--- EXERCISE INSTRUCTIONS ---
Copy out every line of the records in which "formation" can be found.

(Data extracted from a collection)
○ ○ ○

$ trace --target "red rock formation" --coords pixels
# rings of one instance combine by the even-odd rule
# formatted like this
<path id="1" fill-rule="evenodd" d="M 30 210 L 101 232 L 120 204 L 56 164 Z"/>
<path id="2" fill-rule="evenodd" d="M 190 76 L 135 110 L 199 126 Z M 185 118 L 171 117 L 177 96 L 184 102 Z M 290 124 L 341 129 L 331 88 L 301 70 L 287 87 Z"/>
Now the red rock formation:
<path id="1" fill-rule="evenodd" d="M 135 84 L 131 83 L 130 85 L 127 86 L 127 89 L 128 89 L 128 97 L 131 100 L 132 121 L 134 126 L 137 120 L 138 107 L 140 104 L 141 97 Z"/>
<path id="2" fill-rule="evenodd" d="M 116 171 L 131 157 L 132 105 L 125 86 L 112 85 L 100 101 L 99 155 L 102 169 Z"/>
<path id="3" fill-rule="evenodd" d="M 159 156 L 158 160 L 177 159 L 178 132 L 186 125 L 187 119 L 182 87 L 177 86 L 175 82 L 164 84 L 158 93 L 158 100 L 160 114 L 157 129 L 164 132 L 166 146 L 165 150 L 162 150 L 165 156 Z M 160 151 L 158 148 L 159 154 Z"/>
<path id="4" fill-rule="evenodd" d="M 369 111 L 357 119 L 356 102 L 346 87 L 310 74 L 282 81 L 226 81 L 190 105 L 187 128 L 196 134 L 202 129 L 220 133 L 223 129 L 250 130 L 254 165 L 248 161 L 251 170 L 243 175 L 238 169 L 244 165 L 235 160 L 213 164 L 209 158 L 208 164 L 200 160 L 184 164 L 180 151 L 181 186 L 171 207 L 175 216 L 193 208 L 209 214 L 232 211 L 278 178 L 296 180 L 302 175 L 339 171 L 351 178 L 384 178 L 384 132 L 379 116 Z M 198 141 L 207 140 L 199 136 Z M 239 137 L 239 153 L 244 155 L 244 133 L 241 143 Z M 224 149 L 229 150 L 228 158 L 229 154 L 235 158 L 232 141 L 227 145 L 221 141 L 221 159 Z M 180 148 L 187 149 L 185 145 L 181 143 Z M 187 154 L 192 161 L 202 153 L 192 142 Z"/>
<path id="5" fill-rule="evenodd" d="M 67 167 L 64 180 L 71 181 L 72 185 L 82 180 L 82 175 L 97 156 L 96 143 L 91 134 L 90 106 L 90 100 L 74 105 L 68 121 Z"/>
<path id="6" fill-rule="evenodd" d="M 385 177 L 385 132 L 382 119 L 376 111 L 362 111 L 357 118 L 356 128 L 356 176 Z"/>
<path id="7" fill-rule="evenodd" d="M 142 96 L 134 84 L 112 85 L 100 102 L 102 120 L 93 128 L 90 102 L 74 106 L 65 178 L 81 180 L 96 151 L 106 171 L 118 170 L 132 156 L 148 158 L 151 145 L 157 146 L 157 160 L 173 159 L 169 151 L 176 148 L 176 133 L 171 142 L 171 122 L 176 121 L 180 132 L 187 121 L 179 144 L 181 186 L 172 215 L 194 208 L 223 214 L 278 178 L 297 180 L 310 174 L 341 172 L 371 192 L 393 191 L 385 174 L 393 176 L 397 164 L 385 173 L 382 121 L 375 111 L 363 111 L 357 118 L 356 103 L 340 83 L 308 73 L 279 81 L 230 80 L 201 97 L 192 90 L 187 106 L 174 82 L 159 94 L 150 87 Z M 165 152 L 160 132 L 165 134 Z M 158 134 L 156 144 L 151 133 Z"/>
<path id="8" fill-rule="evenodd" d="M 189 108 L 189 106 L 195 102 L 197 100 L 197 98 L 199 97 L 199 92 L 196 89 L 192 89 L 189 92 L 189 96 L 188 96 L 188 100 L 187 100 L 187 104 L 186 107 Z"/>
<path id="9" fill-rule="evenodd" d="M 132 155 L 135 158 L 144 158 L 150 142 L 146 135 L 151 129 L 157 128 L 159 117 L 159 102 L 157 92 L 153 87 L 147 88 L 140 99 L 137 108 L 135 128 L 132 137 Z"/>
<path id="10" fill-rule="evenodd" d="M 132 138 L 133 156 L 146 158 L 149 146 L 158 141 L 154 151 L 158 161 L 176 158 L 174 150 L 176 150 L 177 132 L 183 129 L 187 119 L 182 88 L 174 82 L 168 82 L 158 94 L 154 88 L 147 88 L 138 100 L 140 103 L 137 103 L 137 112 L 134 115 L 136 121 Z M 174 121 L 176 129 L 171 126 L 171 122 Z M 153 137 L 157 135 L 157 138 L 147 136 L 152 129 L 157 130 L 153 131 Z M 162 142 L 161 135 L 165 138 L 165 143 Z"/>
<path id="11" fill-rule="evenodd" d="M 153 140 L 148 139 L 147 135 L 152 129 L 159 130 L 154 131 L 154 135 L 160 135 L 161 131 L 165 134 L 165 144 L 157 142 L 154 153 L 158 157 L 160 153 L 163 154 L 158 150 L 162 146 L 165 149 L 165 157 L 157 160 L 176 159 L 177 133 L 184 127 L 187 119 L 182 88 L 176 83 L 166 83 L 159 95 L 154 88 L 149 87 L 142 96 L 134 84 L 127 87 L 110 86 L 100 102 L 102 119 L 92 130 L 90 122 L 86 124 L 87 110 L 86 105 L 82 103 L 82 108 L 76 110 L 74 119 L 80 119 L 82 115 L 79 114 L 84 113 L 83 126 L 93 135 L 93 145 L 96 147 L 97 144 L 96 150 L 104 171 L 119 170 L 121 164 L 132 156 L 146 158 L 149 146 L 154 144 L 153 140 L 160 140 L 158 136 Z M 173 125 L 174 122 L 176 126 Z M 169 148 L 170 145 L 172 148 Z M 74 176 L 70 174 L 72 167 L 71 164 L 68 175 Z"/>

○ ○ ○

--- OUTPUT FOR THIS TASK ---
$ trace --target "red rock formation" --coords pixels
Now the red rock formation:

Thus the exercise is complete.